GIVEN RECORDS -
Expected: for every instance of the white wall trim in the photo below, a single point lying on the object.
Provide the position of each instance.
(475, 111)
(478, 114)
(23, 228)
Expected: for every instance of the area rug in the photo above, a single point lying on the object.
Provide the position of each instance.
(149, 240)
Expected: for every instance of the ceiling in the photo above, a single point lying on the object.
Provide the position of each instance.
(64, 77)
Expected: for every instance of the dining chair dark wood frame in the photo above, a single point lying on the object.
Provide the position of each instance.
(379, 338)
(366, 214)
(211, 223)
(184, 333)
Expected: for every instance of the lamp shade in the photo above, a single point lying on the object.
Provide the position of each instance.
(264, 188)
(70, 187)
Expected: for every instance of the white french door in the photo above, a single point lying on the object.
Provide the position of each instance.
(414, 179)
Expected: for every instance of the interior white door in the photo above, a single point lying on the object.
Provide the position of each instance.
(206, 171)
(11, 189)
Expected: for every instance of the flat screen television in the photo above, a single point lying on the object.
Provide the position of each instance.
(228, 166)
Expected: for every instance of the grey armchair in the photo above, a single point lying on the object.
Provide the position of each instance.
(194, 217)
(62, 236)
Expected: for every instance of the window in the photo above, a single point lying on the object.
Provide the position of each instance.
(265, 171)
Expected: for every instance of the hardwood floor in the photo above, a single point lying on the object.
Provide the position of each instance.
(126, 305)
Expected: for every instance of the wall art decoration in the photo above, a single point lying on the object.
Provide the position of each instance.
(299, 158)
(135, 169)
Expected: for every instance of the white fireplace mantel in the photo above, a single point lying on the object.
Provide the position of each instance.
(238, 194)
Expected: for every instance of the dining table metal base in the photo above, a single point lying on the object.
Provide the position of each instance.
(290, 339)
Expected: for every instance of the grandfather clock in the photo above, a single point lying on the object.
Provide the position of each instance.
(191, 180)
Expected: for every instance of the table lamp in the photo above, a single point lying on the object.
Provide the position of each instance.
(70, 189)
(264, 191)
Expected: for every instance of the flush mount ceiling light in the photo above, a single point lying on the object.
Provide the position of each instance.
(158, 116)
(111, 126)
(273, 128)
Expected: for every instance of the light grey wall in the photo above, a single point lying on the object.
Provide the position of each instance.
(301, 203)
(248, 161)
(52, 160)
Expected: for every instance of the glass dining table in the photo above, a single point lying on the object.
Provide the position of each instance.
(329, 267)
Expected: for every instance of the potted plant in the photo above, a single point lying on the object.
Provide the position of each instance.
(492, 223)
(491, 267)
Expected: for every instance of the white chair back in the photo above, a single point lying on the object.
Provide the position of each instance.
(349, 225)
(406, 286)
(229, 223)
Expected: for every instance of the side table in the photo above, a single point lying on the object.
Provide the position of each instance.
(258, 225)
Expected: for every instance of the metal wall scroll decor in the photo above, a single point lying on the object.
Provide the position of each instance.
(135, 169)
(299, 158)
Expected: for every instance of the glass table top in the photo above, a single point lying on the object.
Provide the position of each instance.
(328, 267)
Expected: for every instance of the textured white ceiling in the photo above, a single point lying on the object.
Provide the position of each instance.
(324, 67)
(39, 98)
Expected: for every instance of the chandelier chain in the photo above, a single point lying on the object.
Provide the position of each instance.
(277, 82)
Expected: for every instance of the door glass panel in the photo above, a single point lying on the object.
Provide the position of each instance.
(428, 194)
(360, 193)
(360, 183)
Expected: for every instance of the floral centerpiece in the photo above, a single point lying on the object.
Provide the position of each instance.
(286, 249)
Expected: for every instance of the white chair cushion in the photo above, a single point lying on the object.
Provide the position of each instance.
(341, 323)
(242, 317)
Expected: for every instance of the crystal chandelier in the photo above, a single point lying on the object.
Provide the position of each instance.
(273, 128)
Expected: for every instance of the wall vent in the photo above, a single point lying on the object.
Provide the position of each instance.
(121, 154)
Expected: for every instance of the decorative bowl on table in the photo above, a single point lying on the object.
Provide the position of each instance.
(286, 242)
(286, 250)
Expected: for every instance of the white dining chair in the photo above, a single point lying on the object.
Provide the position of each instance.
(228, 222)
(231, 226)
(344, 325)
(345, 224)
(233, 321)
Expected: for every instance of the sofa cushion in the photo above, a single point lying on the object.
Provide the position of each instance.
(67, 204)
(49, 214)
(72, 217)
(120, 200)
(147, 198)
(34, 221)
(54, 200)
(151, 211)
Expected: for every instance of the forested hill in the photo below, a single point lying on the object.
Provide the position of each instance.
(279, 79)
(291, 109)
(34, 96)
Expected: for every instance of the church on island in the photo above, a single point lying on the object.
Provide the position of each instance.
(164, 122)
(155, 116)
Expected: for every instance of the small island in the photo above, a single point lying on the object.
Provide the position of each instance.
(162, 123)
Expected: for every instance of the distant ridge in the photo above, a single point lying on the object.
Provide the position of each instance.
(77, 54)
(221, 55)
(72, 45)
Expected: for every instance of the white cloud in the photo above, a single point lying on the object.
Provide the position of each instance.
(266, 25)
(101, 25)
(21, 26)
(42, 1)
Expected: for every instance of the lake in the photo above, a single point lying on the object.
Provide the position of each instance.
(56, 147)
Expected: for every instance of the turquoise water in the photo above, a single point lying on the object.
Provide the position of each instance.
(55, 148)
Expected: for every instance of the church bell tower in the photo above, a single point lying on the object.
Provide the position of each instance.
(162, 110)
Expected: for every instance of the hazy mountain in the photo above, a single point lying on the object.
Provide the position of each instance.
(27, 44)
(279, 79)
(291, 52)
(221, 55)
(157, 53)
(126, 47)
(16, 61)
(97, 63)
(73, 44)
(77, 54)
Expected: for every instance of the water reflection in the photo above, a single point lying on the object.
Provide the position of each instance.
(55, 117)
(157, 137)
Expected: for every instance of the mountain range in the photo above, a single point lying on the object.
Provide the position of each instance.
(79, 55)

ABOUT THIS EXERCISE -
The whole block of entries above should be repeated exactly.

ANSWER AREA -
Expected: for every instance of the white wall trim in the photo below, a single point lying on the object.
Provide the position of each instance.
(475, 111)
(478, 114)
(23, 228)
Expected: for every instance of the area rug in the photo above, a single point lying on the object.
Provide the position of each instance.
(149, 240)
Expected: for every instance of the ceiling in the photo above, a single point lying on the object.
Provide the position of each instance.
(64, 77)
Expected: for every instance of the dining chair dark wood frame in the photo above, a single point lying on the object.
Provide the position of each instance.
(379, 338)
(366, 214)
(211, 223)
(184, 333)
Expected: for every instance of the lamp shade in the photo above, a single point lying on the object.
Provide the position of each instance.
(264, 188)
(70, 187)
Expected: for every instance of the white french door in the photo above, a single point lying on the object.
Provide the position of each instance.
(414, 179)
Expected: for every instance of the interior white door in the photo above, a single point lying on the object.
Provide the position of each instance.
(206, 171)
(11, 189)
Expected: for every instance of the flat screen television in the photo above, a single point lying on the object.
Provide the position of each instance.
(228, 166)
Expected: for every instance of the grey armchair in the photo above, a single point lying on the object.
Provide the position of each instance.
(194, 217)
(62, 236)
Expected: for every instance of the window in the photo above, a single point lying on the object.
Provide the position of each instance.
(265, 171)
Expected: for every instance of the hardwood floor in the photo above, a single point lying on the object.
Provide the position of each instance.
(126, 305)
Expected: for every instance of the wall art decoration in the photo above, a single point lying on the object.
Provide the position of each instance.
(299, 158)
(135, 169)
Expected: for every instance of the white fireplace mantel in the photo above, a single point lying on the object.
Provide the position of each instance.
(238, 194)
Expected: for every instance of the dining table metal base in the photo above, a single point lying on the object.
Provide the position of each instance.
(290, 339)
Expected: for every instance of the grandfather clock in the photo above, a single point lying on the object.
Provide the position of each instance.
(191, 180)
Expected: for every instance of the table lamp in the photo above, a single point lying on the object.
Provide the position of each instance.
(70, 189)
(264, 191)
Expected: for every instance of the flush mount ceiling light in the photo above, a single point lying on the object.
Provide the position of each instance.
(158, 116)
(111, 126)
(273, 128)
Expected: for every instance of the light grey wall in the photo above, a single point lying on the object.
Provide the position of each instance.
(301, 203)
(248, 161)
(52, 160)
Expected: for every instance of the glass dining table in the photo above, a single point lying on the object.
Provide the position of each instance.
(329, 267)
Expected: for every instance of the potted plant in the photo above, a single point lying on the object.
Provide the position of each instance.
(492, 223)
(491, 267)
Expected: for every instance of the white chair back in the photo above, a single point lying on the object.
Provide the position of each instance.
(349, 225)
(406, 286)
(229, 223)
Expected: for every instance of the side table in the photo above, a single point lying on the object.
Provide the position of each instance.
(258, 225)
Expected: for every instance of the metal wall scroll decor in the photo above, a single point lying on the object.
Provide the position of each instance.
(135, 169)
(299, 158)
Expected: for every instance of the glass table top in the photo above, a single point lying on the object.
Provide the position of each instance.
(328, 267)
Expected: for every instance of the textured white ceiling in the photo above, a single point lying on the object.
Provide the position of each instance.
(324, 67)
(39, 98)
Expected: for every instance of the chandelier chain in the photo above, a single point lying on the object.
Provide the position of each instance.
(277, 82)
Expected: for every instance of the door glass panel in the photo above, a single point lying on the object.
Provide the position of each instance.
(428, 194)
(360, 193)
(360, 183)
Expected: for every instance of the floral centerpiece in the photo above, a single point lying on the object.
Provide the position of each instance.
(286, 249)
Expected: for every instance of the white chair cushion in the photo above, a single point lying on the object.
Provide the position of each instance.
(341, 323)
(242, 317)
Expected: for every instance of the crystal chandelier in the photo above, a single point lying on the object.
Provide the position of each instance.
(273, 128)
Expected: for every instance of the wall vent in the photo above, a single point lying on the object.
Provide the position of each instance.
(121, 154)
Expected: for every instance of the decorative bowl on table in the photo above, a single point lying on the object.
Provide the position of each instance.
(286, 242)
(286, 250)
Expected: for every instance of the white dining chair in the photo above, a single point lying on the object.
Provide the position of each instance.
(228, 222)
(231, 226)
(344, 325)
(345, 224)
(233, 321)
Expected: for every instance of the sofa cushion in the photo above, a single point lying on the object.
Provide the position of each instance.
(67, 204)
(49, 214)
(72, 217)
(120, 200)
(147, 198)
(34, 221)
(54, 200)
(151, 211)
Expected: for every instance of the forested hill in the photo below, a single point lying on the object.
Provide the position of each instance.
(279, 79)
(291, 109)
(34, 96)
Expected: for every instance of the church on island in the photo above, a single point lying on the object.
Provide the position of each instance.
(164, 122)
(155, 116)
Expected: for every instance of the small island in the photo above, a single point lying on the object.
Provide the position of each instance.
(162, 123)
Expected: for every instance of the distant ridge in the photo above, a single point lying on the object.
Provide the position of each instance.
(77, 54)
(221, 55)
(72, 45)
Expected: for every instance of the white cloud in the photo above, a single point lying on the object.
Provide the position of each instance.
(266, 25)
(101, 25)
(21, 26)
(42, 1)
Expected: for every instance of the lake in the photo above, a single point lying on the object.
Provide the position of each instance.
(56, 147)
Expected: for every instance of the turquoise water in the photo above, a single point lying on the object.
Provide the position of each instance.
(55, 148)
Expected: for every instance of the church bell tower in the photo above, a single point lying on the object.
Provide the position of each instance.
(162, 110)
Expected: for every instance of the hazy mountain in the photo above, a single point lying on the object.
Provide the position of each instance.
(27, 44)
(279, 79)
(291, 52)
(221, 55)
(157, 53)
(126, 47)
(16, 61)
(97, 63)
(73, 44)
(77, 54)
Expected: for every instance of the water reflection in the photo above, a single point lying on the object.
Provide the position of each instance.
(55, 117)
(157, 137)
Expected: for every instance of the mountain range in the photo above, a single point lying on the object.
Provide the position of each instance.
(79, 55)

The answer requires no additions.